§ Problem statement
Tally the rows below that contain the string "concrete", and reply with only that number.
+++ Working data
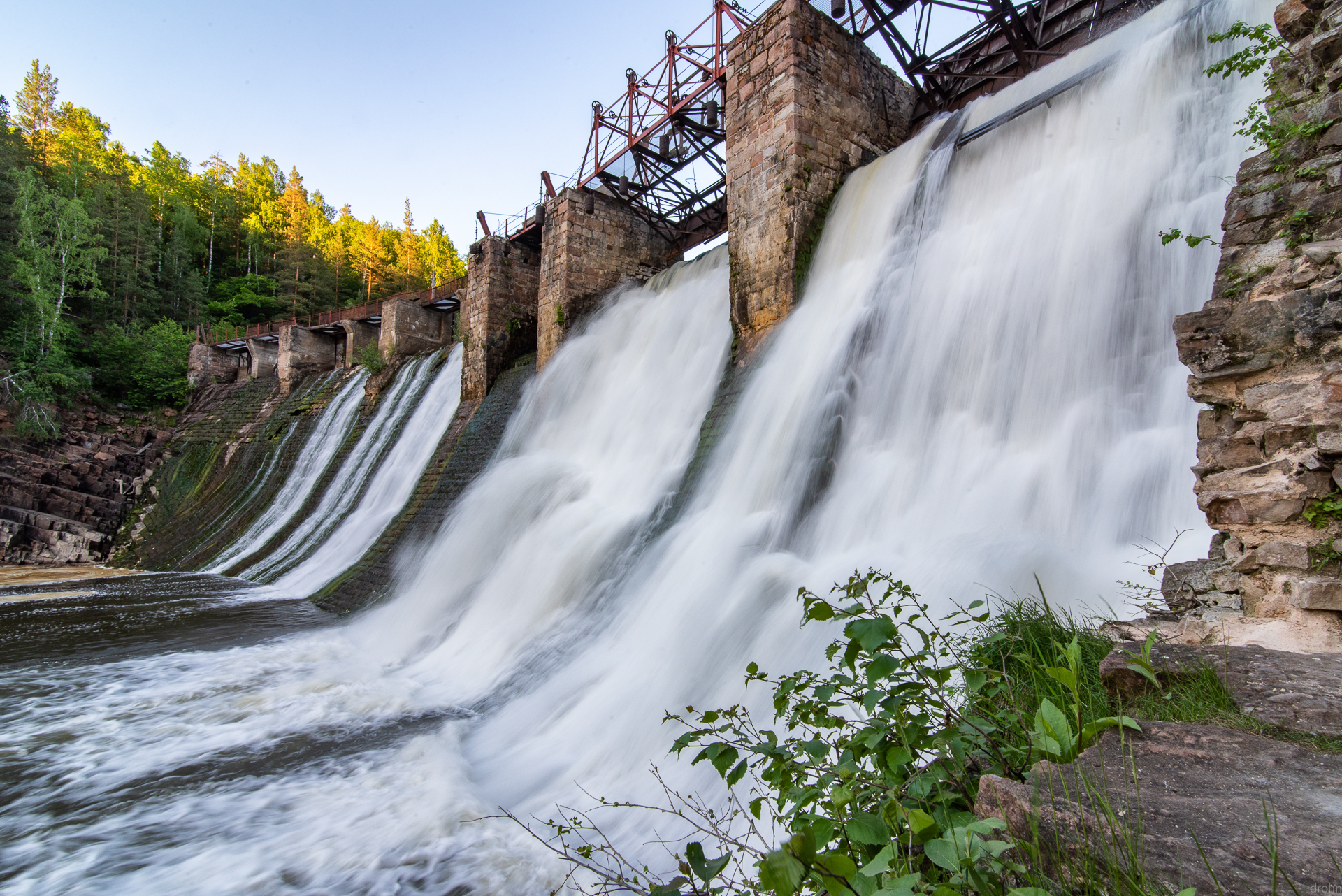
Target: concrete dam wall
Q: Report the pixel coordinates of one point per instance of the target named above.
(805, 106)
++++++
+++ Working data
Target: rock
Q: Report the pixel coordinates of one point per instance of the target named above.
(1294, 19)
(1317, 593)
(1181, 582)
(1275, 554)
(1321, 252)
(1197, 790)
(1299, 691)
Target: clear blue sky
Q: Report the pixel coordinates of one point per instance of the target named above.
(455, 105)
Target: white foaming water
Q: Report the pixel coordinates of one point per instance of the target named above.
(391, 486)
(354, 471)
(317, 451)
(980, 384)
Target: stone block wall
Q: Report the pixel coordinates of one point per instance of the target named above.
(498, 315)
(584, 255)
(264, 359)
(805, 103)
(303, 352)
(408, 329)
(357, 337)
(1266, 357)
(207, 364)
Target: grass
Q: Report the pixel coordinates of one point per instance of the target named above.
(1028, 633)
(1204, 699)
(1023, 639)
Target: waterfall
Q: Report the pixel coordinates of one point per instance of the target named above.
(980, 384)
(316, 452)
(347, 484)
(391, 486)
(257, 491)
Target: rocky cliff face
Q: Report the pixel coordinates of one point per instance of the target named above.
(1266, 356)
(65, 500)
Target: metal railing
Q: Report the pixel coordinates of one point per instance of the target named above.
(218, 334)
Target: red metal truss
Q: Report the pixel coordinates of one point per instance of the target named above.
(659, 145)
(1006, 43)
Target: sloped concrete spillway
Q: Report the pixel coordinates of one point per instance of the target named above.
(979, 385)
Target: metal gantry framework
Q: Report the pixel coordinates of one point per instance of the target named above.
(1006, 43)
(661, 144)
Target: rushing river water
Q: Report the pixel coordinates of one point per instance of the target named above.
++++++
§ Task result
2